Items listed in a dataset
________________________

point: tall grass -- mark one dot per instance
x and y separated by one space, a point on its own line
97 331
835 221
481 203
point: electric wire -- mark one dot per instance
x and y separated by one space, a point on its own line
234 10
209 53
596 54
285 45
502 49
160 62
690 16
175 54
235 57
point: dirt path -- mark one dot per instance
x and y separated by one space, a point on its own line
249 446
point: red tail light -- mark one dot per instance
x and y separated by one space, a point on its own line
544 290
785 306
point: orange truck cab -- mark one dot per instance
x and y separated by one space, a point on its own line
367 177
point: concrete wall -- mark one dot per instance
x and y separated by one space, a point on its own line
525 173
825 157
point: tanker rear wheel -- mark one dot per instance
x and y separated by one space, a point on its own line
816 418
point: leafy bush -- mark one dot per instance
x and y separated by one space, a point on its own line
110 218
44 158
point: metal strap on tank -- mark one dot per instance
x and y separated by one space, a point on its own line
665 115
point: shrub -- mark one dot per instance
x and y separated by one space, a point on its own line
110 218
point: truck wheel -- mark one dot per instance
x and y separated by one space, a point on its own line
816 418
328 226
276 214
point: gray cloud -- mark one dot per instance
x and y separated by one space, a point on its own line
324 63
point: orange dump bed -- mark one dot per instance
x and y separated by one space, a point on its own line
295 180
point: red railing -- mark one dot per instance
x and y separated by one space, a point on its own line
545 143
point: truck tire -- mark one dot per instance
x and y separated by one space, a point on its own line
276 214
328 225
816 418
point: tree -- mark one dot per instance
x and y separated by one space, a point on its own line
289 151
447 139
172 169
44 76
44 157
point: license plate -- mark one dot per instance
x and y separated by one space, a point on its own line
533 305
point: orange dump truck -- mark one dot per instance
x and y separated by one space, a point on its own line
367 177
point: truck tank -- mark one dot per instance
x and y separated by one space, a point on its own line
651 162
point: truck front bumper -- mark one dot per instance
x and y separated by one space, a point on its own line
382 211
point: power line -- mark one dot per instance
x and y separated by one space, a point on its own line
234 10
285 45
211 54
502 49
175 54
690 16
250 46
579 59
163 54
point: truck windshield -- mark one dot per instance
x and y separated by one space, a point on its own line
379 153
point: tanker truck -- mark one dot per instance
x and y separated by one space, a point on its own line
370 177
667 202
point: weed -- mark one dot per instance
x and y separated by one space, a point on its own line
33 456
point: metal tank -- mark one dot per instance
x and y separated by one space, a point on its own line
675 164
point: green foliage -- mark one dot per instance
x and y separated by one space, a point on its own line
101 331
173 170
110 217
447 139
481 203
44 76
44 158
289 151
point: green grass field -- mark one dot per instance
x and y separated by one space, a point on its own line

________________________

### [Written exercise]
Recast every line of the listing above as a numbered list, leaving out any blank lines.

### [Response to this task]
1. point: tall grass -- mark one dot per instance
2. x and y separated by one space, a point on its own line
3. 97 331
4. 835 221
5. 481 203
6. point: electric wire -- mark one dot per instance
7. x and y separated by one space, a point on its own line
8. 234 10
9. 209 53
10. 596 54
11. 285 45
12. 502 49
13. 160 62
14. 690 16
15. 175 54
16. 235 57
17. point: dirt path -- mark one dot per instance
18. x and y separated by one space, a point on its own line
19. 249 446
20. point: red tail light -- mark one dot per instance
21. x and y separated by one space, a point on its own line
22. 544 290
23. 785 306
24. point: orange truck cab -- mark one dot per instance
25. x and y separated by one space, a point on its own line
26. 367 177
27. point: concrete wall -- mark one dot per instance
28. x and y separated by one space, a point on its own line
29. 525 173
30. 825 157
31. point: tanker rear wheel -- mark one dot per instance
32. x and y separated by one space, a point on its own line
33. 816 418
34. point: leafy bush -- mark one dot per instance
35. x and y separated by one space, a point on its own line
36. 110 218
37. 44 158
38. point: metal strap on tank -- mark one dot per instance
39. x and y separated by one space, a point on its own line
40. 665 115
41. point: shrub -- mark one dot per instance
42. x and y separated by one space, a point on its own line
43. 110 218
44. point: truck wheel -- mark one dot per instance
45. x and y separated by one space, a point on its own line
46. 816 418
47. 328 226
48. 276 214
49. point: gray cloud -- mark one dot per instance
50. x and y separated by one space, a point on its own line
51. 324 63
52. point: orange dump bed -- mark one dot per instance
53. x and y separated by one space, a point on its own line
54. 295 180
55. point: red railing -- mark one dot per instance
56. x and y separated by one space, a point on its own line
57. 545 143
58. point: truck tire -- mark one dot per instance
59. x and y separated by one space, a point on its own line
60. 276 214
61. 328 225
62. 816 418
63. point: tree -- mark one dot per instance
64. x and y separated by one space, a point on its own line
65. 289 151
66. 447 139
67. 172 169
68. 44 76
69. 44 157
70. point: license plate -- mark one dot per instance
71. x and y separated by one space, a point on its own line
72. 533 305
73. point: orange dump truck -- mark one dot per instance
74. x and y separated by one space, a point on its own line
75. 367 177
76. point: truck tank -- mark one dot per instance
77. x and y separated by one space, a point on its own line
78. 651 162
79. point: truck front bumper -- mark one dot per instance
80. x and y separated by one space, a point on its own line
81. 382 211
82. point: power line -- mark one dot per instance
83. x and y separated by one space, a point on its own line
84. 234 10
85. 285 45
86. 211 54
87. 502 49
88. 175 54
89. 690 16
90. 250 46
91. 579 59
92. 163 54
93. point: truck windshield -- mark one dot per instance
94. x and y separated by one space, a point on its own line
95. 379 153
96. point: tanker truck -- mark one dot per instance
97. x and y separated by one space, a point on its own line
98. 370 177
99. 667 202
100. point: weed -- mark one dot per instance
101. x and y separated by one space, a point on its own line
102. 33 456
103. point: metal tank -- mark one dot per instance
104. x and y separated by one space, a point on its own line
105. 675 164
106. point: green foliage -- mark one dot per instance
107. x and y separated by one space, a point on its own line
108. 101 331
109. 173 170
110. 110 217
111. 447 139
112. 481 203
113. 44 76
114. 44 158
115. 289 151
116. point: green grass field -- mark one dot per instance
117. x and y separated by one space, a point on its own line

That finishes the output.